EXERCISE OBJECTIVE>
In the records that come next, find every line with "tail". Return those lines.
*** DATA SUPPLIED ***
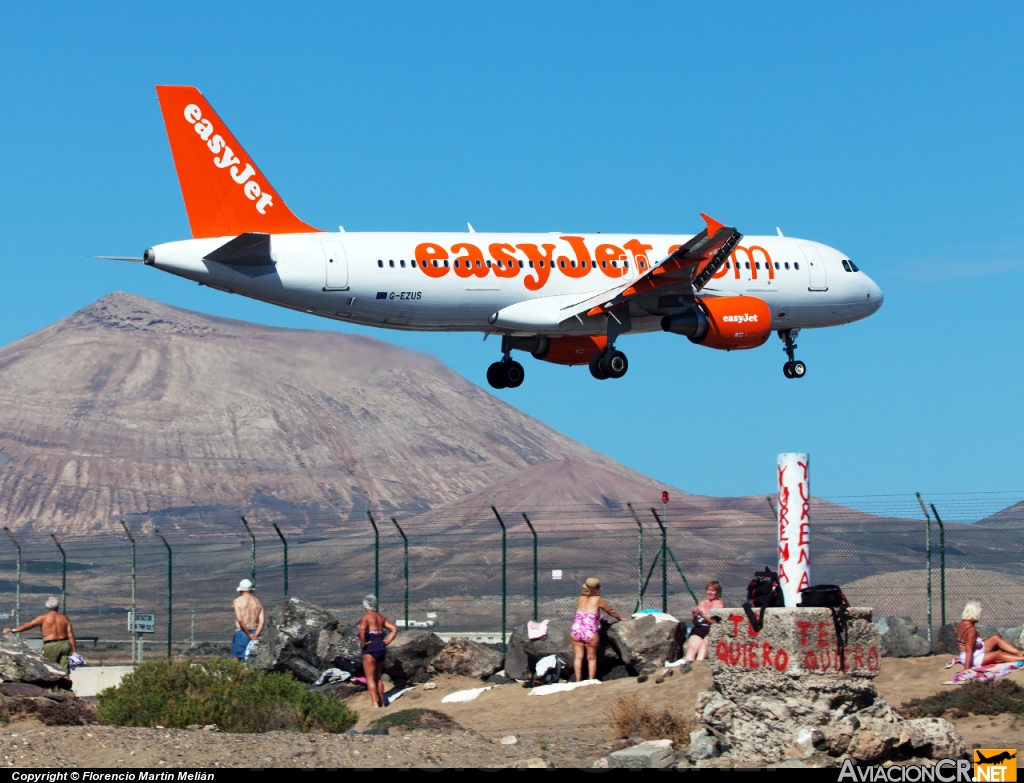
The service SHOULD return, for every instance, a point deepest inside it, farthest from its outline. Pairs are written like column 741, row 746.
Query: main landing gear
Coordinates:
column 794, row 367
column 608, row 363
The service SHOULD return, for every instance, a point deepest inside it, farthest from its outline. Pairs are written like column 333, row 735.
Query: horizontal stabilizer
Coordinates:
column 245, row 250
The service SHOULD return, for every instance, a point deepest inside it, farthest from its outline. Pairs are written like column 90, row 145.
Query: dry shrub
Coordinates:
column 631, row 718
column 72, row 711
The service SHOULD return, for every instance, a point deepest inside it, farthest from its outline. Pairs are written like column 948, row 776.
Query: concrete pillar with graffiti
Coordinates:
column 794, row 525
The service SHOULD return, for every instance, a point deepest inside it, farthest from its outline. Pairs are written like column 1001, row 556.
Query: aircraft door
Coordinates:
column 337, row 266
column 817, row 278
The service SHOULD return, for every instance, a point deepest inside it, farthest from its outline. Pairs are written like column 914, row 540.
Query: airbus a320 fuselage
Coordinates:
column 565, row 298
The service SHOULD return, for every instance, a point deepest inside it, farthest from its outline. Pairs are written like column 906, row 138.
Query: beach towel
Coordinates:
column 537, row 629
column 658, row 616
column 469, row 695
column 545, row 690
column 983, row 673
column 333, row 676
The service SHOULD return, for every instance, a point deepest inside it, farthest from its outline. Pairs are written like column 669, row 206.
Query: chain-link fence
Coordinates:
column 481, row 571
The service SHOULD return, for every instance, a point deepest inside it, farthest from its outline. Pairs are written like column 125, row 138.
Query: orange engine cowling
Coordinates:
column 729, row 323
column 571, row 350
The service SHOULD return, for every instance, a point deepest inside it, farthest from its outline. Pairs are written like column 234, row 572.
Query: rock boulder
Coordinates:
column 644, row 642
column 297, row 639
column 410, row 654
column 462, row 656
column 19, row 663
column 901, row 638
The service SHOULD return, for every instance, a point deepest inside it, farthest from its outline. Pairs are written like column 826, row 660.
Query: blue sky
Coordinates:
column 889, row 132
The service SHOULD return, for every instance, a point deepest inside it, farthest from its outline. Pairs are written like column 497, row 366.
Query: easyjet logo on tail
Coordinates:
column 224, row 158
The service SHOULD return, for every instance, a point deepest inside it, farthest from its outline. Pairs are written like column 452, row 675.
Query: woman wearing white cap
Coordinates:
column 249, row 617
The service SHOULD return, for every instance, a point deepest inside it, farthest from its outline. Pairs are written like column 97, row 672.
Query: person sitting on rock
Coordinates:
column 586, row 625
column 373, row 626
column 58, row 637
column 992, row 650
column 696, row 645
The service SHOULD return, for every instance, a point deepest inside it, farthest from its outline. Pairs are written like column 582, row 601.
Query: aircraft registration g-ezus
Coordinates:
column 561, row 297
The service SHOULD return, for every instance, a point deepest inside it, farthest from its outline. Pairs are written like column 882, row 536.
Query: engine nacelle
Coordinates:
column 569, row 350
column 728, row 323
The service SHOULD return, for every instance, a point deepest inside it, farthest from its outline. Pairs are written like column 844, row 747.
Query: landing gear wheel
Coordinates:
column 614, row 363
column 514, row 374
column 496, row 376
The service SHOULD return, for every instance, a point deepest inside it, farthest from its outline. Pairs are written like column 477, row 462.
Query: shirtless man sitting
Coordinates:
column 249, row 617
column 58, row 637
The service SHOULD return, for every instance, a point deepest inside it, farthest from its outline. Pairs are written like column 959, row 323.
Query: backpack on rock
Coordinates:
column 763, row 592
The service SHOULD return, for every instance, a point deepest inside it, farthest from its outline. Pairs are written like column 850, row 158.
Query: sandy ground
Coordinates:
column 563, row 730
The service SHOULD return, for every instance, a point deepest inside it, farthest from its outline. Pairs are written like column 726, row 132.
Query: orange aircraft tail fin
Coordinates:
column 225, row 193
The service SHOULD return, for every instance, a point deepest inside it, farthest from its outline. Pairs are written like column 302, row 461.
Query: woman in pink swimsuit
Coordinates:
column 586, row 624
column 992, row 650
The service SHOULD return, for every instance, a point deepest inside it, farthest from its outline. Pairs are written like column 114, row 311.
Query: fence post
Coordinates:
column 928, row 559
column 377, row 557
column 504, row 585
column 285, row 541
column 639, row 554
column 131, row 623
column 170, row 591
column 665, row 562
column 942, row 562
column 530, row 526
column 17, row 584
column 253, row 556
column 64, row 575
column 404, row 544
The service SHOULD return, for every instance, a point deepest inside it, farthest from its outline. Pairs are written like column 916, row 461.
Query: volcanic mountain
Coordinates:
column 134, row 408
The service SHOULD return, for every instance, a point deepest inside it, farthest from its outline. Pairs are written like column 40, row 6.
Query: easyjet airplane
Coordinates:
column 563, row 298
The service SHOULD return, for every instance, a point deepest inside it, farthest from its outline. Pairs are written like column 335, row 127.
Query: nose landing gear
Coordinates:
column 794, row 367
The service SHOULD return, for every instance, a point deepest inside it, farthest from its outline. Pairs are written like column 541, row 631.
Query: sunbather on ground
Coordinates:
column 586, row 624
column 696, row 645
column 977, row 652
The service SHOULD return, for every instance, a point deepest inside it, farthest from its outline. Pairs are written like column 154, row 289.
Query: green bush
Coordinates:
column 177, row 694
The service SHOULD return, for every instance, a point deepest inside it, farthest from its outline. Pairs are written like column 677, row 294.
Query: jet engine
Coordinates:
column 728, row 323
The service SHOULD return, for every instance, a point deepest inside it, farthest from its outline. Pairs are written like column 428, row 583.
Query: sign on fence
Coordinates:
column 144, row 622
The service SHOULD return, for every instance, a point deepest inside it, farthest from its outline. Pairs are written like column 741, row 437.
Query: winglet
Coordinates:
column 224, row 191
column 713, row 225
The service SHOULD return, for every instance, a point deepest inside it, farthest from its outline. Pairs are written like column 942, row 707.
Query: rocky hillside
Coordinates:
column 135, row 408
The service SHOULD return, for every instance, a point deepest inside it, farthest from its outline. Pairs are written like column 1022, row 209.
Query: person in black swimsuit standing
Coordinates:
column 376, row 633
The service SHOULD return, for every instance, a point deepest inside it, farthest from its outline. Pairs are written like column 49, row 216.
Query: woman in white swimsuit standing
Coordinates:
column 974, row 651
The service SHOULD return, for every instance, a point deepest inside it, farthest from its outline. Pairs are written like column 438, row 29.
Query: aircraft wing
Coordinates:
column 680, row 274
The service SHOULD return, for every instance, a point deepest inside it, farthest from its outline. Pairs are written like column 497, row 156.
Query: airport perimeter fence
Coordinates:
column 478, row 572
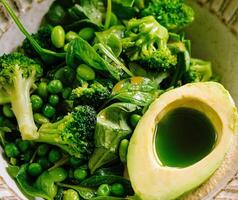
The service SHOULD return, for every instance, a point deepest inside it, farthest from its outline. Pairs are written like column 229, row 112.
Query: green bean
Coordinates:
column 40, row 119
column 123, row 148
column 87, row 33
column 58, row 37
column 71, row 35
column 71, row 194
column 85, row 72
column 7, row 111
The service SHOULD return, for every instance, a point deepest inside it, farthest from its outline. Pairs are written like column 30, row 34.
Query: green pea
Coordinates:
column 54, row 99
column 55, row 86
column 54, row 155
column 87, row 33
column 36, row 102
column 58, row 37
column 34, row 169
column 42, row 90
column 71, row 35
column 43, row 149
column 85, row 72
column 40, row 119
column 48, row 111
column 58, row 174
column 56, row 14
column 66, row 93
column 7, row 111
column 74, row 162
column 135, row 119
column 45, row 164
column 80, row 174
column 11, row 150
column 23, row 145
column 103, row 190
column 117, row 189
column 66, row 46
column 123, row 148
column 71, row 194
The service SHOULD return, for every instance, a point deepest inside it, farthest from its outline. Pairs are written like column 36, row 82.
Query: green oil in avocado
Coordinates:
column 184, row 136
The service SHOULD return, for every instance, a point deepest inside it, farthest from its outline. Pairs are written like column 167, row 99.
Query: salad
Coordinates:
column 72, row 94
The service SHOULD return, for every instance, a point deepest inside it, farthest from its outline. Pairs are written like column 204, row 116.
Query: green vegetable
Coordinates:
column 46, row 55
column 153, row 53
column 17, row 76
column 123, row 148
column 173, row 14
column 42, row 89
column 11, row 150
column 43, row 150
column 70, row 36
column 34, row 169
column 36, row 102
column 54, row 155
column 7, row 111
column 137, row 90
column 85, row 72
column 84, row 192
column 80, row 174
column 111, row 128
column 48, row 111
column 103, row 190
column 71, row 195
column 40, row 119
column 117, row 189
column 87, row 33
column 55, row 86
column 56, row 14
column 53, row 99
column 73, row 133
*** End of DATA SUPPLIED ***
SOLVED EXERCISE>
Query: easyjet logo on tail
Query: orange aircraft tail fin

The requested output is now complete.